■ **Task to carry out**: Please give back all the records exactly, but keep the pictures out.

■ **Information given**:
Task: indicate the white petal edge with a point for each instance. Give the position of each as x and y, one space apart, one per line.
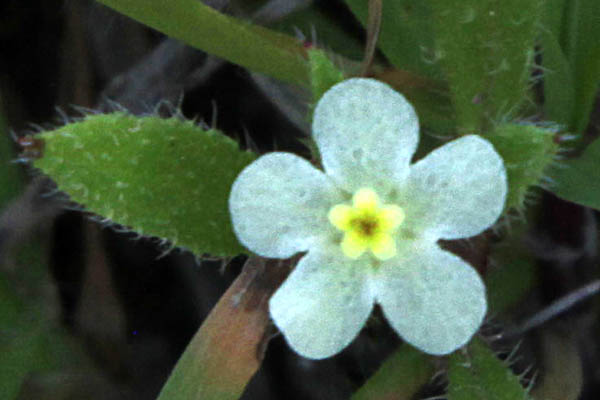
432 298
366 133
456 191
279 205
323 304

■ **Exercise response**:
Task: indicate the white petal edge with a point for each instance. Give the position of each as x and y, one space apart, one per line.
432 298
366 133
456 191
279 205
323 304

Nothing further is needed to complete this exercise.